**ASSIGNMENT:**
Each line of the listing is to be retyped exactly as given.

§

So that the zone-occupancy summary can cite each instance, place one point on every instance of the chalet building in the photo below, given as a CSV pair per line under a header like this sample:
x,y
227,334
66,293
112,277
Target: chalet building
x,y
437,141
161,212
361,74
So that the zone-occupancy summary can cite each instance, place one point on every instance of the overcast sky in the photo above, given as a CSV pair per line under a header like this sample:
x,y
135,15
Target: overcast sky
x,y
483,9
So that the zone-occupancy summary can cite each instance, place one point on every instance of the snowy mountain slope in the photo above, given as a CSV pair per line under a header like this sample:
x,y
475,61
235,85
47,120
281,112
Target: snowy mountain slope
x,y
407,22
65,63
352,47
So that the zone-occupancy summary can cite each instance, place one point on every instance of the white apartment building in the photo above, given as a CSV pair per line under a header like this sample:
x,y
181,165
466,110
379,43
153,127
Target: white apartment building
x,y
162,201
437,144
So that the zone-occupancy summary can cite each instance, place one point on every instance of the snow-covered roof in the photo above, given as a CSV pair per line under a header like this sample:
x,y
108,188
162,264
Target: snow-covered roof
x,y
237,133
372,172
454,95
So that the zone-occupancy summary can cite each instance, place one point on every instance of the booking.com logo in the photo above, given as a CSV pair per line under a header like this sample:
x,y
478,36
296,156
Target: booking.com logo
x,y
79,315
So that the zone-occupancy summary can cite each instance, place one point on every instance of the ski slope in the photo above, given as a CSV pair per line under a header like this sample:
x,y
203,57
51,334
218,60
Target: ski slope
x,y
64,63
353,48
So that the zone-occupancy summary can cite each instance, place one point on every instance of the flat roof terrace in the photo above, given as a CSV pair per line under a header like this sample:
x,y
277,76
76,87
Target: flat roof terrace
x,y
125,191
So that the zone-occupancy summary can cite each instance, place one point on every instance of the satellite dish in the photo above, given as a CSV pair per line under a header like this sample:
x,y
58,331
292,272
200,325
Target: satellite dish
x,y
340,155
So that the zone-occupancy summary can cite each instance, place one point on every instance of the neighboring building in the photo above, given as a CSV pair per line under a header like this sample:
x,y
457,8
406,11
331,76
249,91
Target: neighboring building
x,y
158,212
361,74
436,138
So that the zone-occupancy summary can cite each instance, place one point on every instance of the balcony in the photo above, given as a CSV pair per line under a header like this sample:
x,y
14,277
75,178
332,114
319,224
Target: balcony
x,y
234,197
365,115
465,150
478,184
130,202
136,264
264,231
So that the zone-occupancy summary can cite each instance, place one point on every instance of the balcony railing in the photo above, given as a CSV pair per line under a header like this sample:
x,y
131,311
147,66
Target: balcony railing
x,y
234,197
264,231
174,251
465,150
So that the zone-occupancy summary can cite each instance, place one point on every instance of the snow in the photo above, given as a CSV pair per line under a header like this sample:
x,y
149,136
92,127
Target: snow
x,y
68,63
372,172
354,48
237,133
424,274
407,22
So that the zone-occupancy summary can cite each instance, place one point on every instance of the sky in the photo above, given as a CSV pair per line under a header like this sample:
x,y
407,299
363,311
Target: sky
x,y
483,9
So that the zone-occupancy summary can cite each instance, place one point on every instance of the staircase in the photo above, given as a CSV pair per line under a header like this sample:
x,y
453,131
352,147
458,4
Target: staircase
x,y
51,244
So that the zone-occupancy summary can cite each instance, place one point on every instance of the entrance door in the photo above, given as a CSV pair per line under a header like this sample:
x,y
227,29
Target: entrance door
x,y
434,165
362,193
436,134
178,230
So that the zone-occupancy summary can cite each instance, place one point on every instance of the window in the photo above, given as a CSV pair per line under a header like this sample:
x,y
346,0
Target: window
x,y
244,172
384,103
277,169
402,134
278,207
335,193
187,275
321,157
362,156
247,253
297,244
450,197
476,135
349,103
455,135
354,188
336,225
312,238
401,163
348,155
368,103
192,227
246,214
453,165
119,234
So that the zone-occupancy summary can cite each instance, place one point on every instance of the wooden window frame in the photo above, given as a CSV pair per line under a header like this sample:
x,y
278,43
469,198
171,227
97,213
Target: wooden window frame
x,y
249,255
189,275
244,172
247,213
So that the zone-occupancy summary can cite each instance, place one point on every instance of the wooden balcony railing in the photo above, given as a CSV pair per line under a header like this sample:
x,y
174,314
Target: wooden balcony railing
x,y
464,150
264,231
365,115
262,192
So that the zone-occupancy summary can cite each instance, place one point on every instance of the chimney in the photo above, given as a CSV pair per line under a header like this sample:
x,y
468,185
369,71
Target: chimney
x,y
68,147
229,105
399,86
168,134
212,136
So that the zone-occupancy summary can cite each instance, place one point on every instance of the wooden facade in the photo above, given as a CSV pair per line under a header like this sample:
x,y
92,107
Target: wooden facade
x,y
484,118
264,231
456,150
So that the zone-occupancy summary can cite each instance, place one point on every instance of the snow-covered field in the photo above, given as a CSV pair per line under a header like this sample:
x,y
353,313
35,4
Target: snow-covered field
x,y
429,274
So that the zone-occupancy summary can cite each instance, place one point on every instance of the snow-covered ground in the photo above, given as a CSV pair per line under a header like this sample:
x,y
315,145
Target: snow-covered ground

§

**RESPONSE AREA:**
So that the zone-occupancy summary can cite each instance, place one point on every instance of the chalet building in the photo below, given as a CSV pair per line under a header like this sample:
x,y
227,334
66,293
112,277
Target: chalet building
x,y
437,141
161,212
361,74
So that the zone-occupancy summary can cite each instance, place one point on every instance of the overcast sky in the photo above, given as a CSV pair per line under a header like this sample:
x,y
135,15
Target: overcast sky
x,y
483,9
So that the zone-occupancy summary can cite each instance, place one point on every instance of the snowy mountain slope in the photo above, given as a CSV pair per line under a header like this sample:
x,y
475,61
235,85
47,120
281,112
Target: snowy mountain slope
x,y
407,22
65,63
352,47
So that the zone-occupancy summary can cite each instance, place one point on every instance of the white apartment building in the photo above, given as a CSV pair per line under a header like this sample:
x,y
181,165
466,110
379,43
153,127
Target: white apartment building
x,y
162,201
437,144
So that the zone-occupancy summary can cite each instance, place one point on every instance of the snow-covered roof in the photo above, given as a CSV pair per line under a header like this sample:
x,y
108,188
162,264
Target: snow-covered roof
x,y
237,133
372,172
454,95
So that the zone-occupancy summary can cite each instance, place one point on every instance of the booking.com logo in the photo above, given as a CSV pair per line under a header like this sample:
x,y
478,36
296,156
Target: booking.com logo
x,y
79,315
So that the zone-occupancy summary can cite each instance, place one point on every instance of the ski slope in the photo above, given as a CSV pair per line under a header like this sample:
x,y
203,57
51,334
218,60
Target: ski slope
x,y
64,63
353,48
So that the zone-occupancy summary can cite each instance, place one point on every instance of the flat roof terrace in the photo above, given as a CSV pair per line under a header like this sample:
x,y
277,76
76,87
Target: flat roof terrace
x,y
125,191
So that the zone-occupancy summary can cite each instance, place one point on every instance of the satellite dish in the photo above, given as a CSV pair per line under a header like this sample:
x,y
58,331
292,272
200,325
Target: satellite dish
x,y
340,155
So that the zone-occupancy summary can cite each instance, place one point on every instance of the neighboring building in the photo above, given as a CSV pair per line under a header like this sample:
x,y
457,8
406,11
331,76
249,91
Target: neighboring building
x,y
158,212
361,74
436,138
So that the zone-occupancy summary can cite each instance, place one point on every instance of the balcony in the photo above, given as a CSV pair per line under a header like this sample:
x,y
14,277
75,178
332,114
319,224
Target: balcony
x,y
234,197
365,115
465,150
478,184
130,202
136,264
264,231
So that the zone-occupancy summary can cite each instance, place one point on every instance of the balcony railing in the photo above, given as a CSV pair per line under a header like this sample:
x,y
131,311
147,66
Target: balcony railing
x,y
234,197
264,231
174,251
465,150
So that the zone-occupancy summary can cite each instance, place one point on every instance of the snow in the photo above, given as a CSV pair per line under a header like this sample:
x,y
149,136
92,127
Target: snow
x,y
68,63
372,172
354,48
237,133
424,274
407,22
So that the zone-occupancy summary can cite each instance, place one point on every instance of the sky in the photo above, given as a CSV pair per line under a header like this sample:
x,y
407,299
363,311
Target: sky
x,y
483,9
So that the zone-occupancy summary can cite each instance, place one point on every instance of the staircase in the photo above, given as a CSV pair per line under a header like this sample:
x,y
453,131
352,147
458,4
Target: staircase
x,y
51,244
So that the zone-occupancy summary can cite each instance, place one point on every instance of the entrance door in the photo above, given as a CSV pair per line under a header like this sample:
x,y
227,29
Target: entrance door
x,y
434,165
362,193
436,134
178,230
So that the zone-occupancy summary can cite each instance, place one point on every instance of the window in the photo above, given as a CSV pair per line under a header like this sample:
x,y
346,0
Target: window
x,y
244,172
384,103
277,169
402,134
278,207
335,193
187,275
321,157
362,156
247,253
297,244
450,197
476,135
349,103
455,135
354,188
336,225
312,238
401,163
348,155
368,103
192,227
246,214
453,165
119,234
So that the zone-occupancy summary can cite each instance, place one point on every instance of the wooden window frame in the photo above, given as a CSV pair per line under a header like this sample:
x,y
278,43
469,198
171,227
97,213
Target: wooden window frame
x,y
249,255
189,275
244,172
247,213
So that the zone-occupancy summary can cite each instance, place one point on every instance of the wooden balcony railing in the photo above, given as a CSV pair per line under a header like this sample:
x,y
174,314
Target: wooden balcony railing
x,y
464,150
264,231
365,115
262,192
So that the zone-occupancy summary can cite each instance, place one point on every instance of the chimney in the photo above, given as a CSV pair per line under a header like this sample:
x,y
468,185
369,71
Target: chimney
x,y
68,147
229,105
399,86
168,134
212,136
So that the zone-occupancy summary can cite each instance, place one point on every instance of the wooden facade in the photo above, given as a CSV pair per line under a header like this sample:
x,y
92,107
Target: wooden facade
x,y
484,118
264,231
456,150
So that the zone-occupancy summary can cite each instance, place one point on every instance of the snow-covered field in the photo above, given as a CSV pair per line under a header like this sample:
x,y
353,313
35,4
Target: snow-covered field
x,y
429,274
So that the zone-occupancy summary can cite each instance, place one point on every instance of the snow-covered ground in the photo above, given as a CSV pair per line under a header like this sample:
x,y
315,145
Target: snow-covered ground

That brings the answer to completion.